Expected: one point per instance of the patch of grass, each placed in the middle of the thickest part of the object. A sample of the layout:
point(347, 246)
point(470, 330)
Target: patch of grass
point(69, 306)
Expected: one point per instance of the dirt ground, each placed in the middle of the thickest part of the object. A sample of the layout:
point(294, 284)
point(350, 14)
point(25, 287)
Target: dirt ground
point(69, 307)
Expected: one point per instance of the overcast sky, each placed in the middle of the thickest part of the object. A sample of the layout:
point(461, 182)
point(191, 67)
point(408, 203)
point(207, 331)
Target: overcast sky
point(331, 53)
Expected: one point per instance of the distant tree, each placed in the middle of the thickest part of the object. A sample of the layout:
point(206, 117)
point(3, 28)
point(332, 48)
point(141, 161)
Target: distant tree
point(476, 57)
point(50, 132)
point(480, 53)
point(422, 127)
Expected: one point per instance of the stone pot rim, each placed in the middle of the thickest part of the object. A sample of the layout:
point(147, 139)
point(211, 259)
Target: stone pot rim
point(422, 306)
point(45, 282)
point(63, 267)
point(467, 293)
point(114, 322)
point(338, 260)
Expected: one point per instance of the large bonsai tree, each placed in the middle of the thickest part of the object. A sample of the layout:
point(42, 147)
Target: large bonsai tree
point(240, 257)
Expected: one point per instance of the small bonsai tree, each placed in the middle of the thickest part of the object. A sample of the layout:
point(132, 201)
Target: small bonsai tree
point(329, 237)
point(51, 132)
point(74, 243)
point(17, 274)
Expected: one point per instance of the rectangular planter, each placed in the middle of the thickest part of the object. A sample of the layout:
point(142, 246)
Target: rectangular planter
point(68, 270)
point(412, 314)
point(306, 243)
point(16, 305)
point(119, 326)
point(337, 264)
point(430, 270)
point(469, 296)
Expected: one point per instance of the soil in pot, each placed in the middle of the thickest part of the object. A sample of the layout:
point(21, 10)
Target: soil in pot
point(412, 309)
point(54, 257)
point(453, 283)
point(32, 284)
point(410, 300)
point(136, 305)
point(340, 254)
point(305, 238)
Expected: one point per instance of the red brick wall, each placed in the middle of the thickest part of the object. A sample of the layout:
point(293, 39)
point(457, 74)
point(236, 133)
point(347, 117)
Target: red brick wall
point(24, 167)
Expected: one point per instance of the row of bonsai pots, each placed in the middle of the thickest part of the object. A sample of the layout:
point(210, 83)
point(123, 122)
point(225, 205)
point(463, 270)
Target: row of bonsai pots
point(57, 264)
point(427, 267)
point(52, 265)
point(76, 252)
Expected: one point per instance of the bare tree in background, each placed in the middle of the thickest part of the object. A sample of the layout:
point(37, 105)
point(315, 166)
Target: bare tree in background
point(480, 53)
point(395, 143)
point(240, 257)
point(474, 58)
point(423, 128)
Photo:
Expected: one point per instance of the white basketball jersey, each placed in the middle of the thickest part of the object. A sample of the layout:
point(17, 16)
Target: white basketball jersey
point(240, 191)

--

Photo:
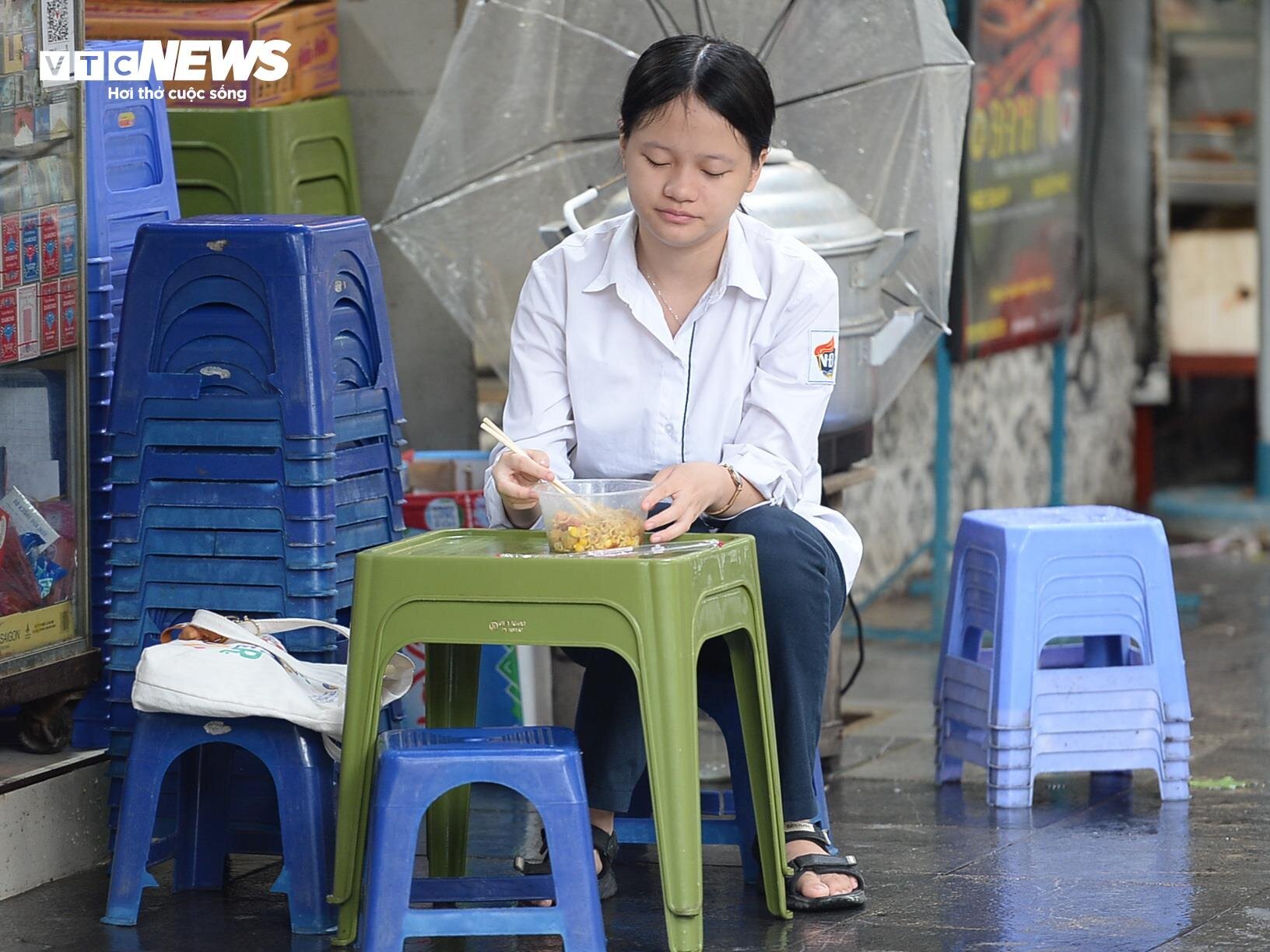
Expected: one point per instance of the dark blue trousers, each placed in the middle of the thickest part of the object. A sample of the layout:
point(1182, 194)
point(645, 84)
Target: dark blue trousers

What is required:
Where does the word "dark" appear in the listing above? Copy every line that holds it.

Answer space:
Expected: one point per instance of the dark blue trousers, each placed in the middle of the thickest part of the object. A sample of the layout:
Target: dark blue trousers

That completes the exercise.